## Your goal
There is a line containing "the orange safety" in the entries below. Repeat that line and every line after it exactly, and nothing more.
* * *
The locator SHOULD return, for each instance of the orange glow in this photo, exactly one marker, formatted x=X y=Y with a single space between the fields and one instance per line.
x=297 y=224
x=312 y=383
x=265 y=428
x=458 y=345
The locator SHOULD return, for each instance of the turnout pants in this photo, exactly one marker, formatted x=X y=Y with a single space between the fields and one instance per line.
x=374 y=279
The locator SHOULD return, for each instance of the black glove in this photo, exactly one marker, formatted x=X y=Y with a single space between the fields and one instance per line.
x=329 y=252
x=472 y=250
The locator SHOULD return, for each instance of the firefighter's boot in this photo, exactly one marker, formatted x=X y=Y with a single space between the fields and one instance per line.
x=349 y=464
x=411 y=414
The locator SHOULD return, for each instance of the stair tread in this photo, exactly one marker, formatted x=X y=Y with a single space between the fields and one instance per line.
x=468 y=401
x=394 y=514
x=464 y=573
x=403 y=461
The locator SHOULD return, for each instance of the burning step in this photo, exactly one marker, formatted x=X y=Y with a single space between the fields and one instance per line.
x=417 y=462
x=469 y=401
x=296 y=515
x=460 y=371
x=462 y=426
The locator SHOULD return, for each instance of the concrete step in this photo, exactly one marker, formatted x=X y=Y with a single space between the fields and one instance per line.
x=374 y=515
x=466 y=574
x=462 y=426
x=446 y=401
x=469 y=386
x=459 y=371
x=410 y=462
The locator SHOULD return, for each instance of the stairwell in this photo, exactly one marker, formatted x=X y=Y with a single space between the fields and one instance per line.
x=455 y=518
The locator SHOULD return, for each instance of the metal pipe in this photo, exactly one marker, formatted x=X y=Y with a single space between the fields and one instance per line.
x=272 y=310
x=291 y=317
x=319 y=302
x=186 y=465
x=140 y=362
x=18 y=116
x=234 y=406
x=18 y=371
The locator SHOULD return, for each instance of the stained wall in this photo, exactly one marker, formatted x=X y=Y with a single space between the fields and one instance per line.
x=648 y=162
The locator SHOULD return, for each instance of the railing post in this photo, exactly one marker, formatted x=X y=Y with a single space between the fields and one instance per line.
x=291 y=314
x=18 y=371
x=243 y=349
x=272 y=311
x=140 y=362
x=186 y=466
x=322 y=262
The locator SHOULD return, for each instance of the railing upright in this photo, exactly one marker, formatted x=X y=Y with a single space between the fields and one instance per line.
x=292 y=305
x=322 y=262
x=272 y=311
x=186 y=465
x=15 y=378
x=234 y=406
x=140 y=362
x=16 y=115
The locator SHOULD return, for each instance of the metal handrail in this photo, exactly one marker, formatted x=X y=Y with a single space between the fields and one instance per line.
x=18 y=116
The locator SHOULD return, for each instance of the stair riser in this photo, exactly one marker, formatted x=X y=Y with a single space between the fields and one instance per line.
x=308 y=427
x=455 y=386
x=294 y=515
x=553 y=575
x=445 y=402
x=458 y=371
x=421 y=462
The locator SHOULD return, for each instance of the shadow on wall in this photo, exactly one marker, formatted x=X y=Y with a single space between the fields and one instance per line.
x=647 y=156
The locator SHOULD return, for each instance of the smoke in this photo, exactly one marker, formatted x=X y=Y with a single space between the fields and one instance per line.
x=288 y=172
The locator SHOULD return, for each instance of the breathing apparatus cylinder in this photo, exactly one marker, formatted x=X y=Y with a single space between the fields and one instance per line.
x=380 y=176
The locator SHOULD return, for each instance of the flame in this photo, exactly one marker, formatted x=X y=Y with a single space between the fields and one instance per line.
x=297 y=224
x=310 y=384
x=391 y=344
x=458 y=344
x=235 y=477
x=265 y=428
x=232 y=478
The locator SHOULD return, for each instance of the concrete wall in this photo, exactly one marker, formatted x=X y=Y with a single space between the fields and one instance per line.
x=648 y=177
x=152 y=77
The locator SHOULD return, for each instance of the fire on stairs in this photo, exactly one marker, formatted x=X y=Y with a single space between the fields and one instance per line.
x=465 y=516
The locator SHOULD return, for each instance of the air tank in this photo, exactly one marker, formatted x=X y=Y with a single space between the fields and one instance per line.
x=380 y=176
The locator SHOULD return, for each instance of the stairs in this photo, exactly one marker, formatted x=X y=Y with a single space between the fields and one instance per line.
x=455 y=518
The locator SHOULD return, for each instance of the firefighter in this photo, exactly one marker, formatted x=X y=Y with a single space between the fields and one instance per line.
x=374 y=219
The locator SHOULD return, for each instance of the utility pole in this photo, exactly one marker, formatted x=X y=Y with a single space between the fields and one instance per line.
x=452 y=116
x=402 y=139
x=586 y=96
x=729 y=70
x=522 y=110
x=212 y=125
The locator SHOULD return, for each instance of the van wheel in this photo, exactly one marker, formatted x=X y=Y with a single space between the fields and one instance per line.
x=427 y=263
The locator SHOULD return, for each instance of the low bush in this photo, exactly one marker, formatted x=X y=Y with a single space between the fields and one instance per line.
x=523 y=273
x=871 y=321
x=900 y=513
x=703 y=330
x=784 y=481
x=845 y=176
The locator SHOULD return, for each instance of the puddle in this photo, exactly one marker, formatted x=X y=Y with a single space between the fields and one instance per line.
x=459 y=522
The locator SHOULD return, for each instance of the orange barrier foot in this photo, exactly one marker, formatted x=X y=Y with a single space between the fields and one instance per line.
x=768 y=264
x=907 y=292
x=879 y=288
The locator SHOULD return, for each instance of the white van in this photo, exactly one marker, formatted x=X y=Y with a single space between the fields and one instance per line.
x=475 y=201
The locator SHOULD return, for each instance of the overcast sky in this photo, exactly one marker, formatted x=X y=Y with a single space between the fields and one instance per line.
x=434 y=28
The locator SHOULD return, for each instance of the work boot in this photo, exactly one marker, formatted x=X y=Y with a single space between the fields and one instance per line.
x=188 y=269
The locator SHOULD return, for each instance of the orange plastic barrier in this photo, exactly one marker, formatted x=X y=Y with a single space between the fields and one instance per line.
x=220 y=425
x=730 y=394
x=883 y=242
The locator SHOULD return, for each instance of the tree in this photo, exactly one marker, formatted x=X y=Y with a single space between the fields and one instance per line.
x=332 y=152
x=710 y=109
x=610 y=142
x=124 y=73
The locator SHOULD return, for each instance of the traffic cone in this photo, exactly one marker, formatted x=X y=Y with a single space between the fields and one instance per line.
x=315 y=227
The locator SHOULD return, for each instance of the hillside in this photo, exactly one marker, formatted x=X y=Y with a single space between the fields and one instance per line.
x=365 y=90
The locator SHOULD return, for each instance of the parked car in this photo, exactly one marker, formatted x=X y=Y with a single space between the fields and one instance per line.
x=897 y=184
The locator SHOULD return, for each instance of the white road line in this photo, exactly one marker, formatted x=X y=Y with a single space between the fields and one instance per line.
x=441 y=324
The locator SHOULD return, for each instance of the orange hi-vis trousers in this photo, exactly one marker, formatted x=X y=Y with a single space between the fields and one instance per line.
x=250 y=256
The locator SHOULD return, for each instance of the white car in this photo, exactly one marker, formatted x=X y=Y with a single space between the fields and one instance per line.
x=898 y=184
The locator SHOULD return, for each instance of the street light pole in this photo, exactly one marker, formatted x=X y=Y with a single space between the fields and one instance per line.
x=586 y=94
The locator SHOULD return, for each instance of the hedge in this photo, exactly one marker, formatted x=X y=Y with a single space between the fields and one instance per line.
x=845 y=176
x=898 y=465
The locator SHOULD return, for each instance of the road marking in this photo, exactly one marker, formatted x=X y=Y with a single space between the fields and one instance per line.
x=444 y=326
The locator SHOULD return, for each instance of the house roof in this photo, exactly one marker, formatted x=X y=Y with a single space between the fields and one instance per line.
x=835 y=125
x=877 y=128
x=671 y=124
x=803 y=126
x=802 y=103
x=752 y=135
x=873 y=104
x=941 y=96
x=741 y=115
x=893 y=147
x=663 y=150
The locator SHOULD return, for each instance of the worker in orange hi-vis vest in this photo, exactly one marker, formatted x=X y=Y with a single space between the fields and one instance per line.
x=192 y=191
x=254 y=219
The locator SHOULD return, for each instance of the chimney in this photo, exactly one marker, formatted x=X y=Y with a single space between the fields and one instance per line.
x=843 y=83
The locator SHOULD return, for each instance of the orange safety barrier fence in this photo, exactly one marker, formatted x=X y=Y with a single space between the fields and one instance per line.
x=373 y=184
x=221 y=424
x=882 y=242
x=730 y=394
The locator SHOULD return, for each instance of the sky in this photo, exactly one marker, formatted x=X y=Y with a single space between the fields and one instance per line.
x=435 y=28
* * *
## Expected output
The locator SHOULD return, for each instance of the orange safety barrier fence in this photo, exactly one marker, formatted x=X y=Y with a single space between the fields and one instance per line.
x=373 y=184
x=221 y=424
x=882 y=242
x=730 y=394
The locator SHOULD return, for each instance of the sky in this photo, exactly one marker, formatted x=X y=Y with a single space between the fields and one instance per line.
x=435 y=28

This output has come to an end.